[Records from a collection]
···

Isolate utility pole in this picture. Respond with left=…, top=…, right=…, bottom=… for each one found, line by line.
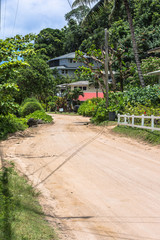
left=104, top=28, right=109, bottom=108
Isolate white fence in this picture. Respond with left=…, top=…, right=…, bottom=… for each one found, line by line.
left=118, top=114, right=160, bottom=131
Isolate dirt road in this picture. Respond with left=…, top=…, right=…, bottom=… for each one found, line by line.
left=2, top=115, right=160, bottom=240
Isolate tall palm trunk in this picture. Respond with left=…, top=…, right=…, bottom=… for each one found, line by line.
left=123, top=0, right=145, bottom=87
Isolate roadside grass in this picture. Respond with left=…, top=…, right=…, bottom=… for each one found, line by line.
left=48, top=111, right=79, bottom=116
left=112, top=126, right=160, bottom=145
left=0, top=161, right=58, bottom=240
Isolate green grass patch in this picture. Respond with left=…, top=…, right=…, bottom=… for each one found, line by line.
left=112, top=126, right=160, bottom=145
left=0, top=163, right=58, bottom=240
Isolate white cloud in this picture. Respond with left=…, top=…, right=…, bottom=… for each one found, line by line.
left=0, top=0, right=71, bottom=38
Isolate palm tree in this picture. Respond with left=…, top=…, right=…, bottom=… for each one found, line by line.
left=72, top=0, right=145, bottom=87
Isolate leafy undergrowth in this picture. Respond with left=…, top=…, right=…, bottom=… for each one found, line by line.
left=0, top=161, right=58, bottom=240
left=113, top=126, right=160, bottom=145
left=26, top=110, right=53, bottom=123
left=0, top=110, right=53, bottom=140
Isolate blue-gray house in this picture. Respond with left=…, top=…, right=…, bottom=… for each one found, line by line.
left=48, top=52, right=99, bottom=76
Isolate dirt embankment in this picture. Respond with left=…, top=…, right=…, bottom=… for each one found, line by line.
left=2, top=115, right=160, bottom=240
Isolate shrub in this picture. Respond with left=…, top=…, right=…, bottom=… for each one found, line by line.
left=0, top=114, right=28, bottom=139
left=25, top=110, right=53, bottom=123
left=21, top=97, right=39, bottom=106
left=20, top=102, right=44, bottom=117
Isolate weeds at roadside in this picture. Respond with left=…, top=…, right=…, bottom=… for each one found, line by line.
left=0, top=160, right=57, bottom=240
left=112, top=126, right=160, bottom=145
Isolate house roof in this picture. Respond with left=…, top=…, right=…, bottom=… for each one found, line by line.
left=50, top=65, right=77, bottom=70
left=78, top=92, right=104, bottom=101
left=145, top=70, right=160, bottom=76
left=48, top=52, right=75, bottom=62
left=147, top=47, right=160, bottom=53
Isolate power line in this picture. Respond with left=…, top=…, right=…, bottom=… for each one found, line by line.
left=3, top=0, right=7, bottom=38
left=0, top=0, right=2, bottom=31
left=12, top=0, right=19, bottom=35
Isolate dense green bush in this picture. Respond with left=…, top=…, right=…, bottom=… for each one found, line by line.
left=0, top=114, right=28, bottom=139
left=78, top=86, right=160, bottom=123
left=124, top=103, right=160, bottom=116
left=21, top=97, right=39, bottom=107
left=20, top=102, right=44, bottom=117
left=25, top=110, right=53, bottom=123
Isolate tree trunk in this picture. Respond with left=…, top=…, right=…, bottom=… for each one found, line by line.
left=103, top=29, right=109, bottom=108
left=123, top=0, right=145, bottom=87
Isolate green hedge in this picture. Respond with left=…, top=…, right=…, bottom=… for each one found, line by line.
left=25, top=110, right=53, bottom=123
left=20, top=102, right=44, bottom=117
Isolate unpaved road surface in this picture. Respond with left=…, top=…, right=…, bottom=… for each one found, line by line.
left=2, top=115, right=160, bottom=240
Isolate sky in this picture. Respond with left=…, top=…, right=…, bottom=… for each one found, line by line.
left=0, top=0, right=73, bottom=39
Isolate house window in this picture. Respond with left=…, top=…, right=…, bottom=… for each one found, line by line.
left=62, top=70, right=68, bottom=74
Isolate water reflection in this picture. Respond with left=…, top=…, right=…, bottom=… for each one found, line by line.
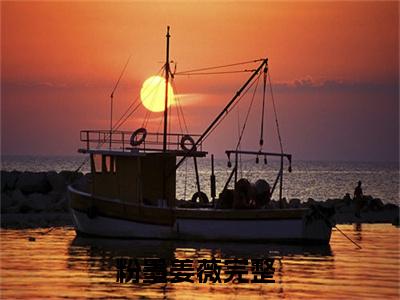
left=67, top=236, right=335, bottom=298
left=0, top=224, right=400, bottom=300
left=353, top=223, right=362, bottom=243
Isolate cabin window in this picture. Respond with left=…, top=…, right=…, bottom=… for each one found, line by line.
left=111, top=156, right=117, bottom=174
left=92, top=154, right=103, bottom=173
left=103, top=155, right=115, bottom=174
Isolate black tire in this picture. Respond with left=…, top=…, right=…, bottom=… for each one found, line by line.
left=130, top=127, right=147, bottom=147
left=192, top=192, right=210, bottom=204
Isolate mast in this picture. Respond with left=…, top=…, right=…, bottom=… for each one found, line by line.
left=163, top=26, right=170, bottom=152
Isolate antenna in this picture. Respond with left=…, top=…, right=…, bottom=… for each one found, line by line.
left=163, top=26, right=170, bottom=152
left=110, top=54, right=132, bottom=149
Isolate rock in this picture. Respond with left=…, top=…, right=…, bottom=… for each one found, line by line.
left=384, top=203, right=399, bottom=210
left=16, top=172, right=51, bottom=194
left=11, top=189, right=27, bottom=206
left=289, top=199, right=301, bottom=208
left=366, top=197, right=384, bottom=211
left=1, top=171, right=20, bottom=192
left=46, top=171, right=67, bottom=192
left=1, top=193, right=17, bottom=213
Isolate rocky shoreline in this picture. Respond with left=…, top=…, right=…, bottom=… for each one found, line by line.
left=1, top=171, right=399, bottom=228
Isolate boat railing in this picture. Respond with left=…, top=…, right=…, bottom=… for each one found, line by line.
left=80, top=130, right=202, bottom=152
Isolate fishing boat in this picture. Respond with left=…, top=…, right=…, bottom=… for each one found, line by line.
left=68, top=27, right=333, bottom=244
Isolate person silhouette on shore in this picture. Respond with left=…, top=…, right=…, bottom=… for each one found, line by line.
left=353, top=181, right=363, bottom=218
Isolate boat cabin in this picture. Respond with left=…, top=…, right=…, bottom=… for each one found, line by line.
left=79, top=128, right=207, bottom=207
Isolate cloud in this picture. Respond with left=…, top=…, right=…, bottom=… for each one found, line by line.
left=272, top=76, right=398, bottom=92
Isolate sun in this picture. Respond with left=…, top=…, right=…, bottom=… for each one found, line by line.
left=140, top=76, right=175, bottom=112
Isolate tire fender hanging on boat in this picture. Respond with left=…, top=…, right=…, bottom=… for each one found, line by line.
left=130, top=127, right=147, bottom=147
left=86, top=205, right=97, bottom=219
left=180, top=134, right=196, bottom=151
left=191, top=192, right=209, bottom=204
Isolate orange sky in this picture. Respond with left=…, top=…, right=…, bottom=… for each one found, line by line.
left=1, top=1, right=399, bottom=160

···

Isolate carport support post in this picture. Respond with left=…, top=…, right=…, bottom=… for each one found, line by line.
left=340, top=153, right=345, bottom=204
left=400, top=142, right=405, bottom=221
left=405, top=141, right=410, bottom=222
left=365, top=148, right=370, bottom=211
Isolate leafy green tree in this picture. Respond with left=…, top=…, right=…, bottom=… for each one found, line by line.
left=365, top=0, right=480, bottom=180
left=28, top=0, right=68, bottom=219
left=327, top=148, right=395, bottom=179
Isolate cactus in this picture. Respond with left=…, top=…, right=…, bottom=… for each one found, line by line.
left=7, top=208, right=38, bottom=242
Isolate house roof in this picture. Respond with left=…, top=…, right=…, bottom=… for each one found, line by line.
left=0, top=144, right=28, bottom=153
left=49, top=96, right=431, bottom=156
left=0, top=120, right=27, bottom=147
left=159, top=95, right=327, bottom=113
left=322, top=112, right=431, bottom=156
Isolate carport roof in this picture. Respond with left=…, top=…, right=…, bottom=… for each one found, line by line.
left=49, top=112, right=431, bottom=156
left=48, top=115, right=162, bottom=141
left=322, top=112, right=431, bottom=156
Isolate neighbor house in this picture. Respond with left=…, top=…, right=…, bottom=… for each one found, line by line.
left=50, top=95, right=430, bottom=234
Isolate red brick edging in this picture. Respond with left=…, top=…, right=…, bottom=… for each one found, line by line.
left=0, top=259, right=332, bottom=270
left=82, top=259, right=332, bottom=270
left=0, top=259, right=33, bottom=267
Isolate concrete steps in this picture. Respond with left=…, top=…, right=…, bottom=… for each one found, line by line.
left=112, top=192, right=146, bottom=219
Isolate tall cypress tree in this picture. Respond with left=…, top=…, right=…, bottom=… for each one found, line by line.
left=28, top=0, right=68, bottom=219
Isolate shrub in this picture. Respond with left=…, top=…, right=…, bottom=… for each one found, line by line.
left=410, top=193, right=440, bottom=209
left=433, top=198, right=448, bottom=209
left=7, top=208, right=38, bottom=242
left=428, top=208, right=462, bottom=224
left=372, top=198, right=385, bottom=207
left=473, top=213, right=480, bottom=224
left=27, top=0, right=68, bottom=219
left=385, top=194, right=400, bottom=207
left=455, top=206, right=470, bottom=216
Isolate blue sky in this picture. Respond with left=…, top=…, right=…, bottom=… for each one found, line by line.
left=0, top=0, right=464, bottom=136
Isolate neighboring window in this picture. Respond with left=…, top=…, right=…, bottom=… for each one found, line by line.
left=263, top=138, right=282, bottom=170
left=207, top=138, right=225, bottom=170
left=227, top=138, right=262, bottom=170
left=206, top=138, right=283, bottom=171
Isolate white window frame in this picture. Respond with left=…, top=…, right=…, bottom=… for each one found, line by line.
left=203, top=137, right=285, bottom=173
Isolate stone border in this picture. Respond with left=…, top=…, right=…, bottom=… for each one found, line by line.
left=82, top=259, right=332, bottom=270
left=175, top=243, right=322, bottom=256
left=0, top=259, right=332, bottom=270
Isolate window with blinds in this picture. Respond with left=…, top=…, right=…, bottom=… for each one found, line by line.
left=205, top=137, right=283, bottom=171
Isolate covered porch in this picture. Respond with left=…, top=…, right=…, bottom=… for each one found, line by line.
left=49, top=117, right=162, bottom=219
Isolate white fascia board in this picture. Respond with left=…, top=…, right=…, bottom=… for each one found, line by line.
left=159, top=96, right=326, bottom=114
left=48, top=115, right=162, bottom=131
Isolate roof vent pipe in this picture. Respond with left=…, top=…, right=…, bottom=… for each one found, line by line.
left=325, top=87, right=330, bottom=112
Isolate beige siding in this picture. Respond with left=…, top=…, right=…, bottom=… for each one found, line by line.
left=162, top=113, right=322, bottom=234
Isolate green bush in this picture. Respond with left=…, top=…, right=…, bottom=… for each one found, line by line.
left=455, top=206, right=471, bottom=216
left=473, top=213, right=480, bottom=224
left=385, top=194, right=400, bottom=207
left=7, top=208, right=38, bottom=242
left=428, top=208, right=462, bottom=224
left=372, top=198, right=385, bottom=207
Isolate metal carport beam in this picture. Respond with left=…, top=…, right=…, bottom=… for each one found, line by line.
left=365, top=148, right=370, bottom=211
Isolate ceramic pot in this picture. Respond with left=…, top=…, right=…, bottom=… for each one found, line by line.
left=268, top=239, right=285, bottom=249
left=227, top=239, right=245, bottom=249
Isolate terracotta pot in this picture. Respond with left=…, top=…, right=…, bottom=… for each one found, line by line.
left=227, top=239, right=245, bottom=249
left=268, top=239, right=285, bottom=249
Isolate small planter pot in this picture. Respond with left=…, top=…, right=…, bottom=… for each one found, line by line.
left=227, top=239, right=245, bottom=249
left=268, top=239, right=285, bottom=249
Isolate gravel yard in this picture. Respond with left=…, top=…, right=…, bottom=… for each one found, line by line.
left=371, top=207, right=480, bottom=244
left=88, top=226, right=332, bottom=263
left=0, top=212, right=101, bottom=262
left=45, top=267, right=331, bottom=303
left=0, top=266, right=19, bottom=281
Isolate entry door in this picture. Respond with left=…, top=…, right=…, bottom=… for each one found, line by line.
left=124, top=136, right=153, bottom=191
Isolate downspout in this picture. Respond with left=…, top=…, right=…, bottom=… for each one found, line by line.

···

Exercise task:
Pick out every line in the material above that contains the string "tire" and copy each one. Matching is case-sensitive.

Answer to this task:
Isolate black tire in this picture. Respond with left=…, top=…, right=…, bottom=… for each one found, line by line.
Isolate tire fender hanging on boat in this picture. Respond with left=…, top=…, right=…, bottom=… for each one found, line by line.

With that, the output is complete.